**Your task:** In the passage on the vitamins price-fixing settlement, rewrite the part from "Vitamins In the" to "in local communities.", replacing "non-profit groups" with "charitable organizations".

**Selected excerpt:**
=== Section Start ===
Vitamins In the early 2000s, California achieved an $80 million settlement with major drug companies to resolve a vitamins price-fixing case. The case had targeted three Japanese and three European companies – Aventis Animal Nutrition, BASF, Daiichi Pharmaceutical, Eisai, Hoffman-LaRoche, and Takeda Chemical – that together controlled about 80 percent of the world vitamins market. The companies allegedly conspired to fix prices for such vitamins as A, B, C, E, and H and carotenoids. More than $38 million of the money that California recovered was distributed to California non-profit groups to improve nutrition and health-services delivery statewide and in local communities.
=== Section End ===
**Dataset section:**
=== Section Start ===
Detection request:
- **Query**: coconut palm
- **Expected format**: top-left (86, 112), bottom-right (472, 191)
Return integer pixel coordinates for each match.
=== Section End ===
**Result of this task:**
Vitamins In the early 2000s, California achieved an $80 million settlement with major drug companies to resolve a vitamins price-fixing case. The case had targeted three Japanese and three European companies – Aventis Animal Nutrition, BASF, Daiichi Pharmaceutical, Eisai, Hoffman-LaRoche, and Takeda Chemical – that together controlled about 80 percent of the world vitamins market. The companies allegedly conspired to fix prices for such vitamins as A, B, C, E, and H and carotenoids. More than $38 million of the money that California recovered was distributed to California charitable organizations to improve nutrition and health-services delivery statewide and in local communities.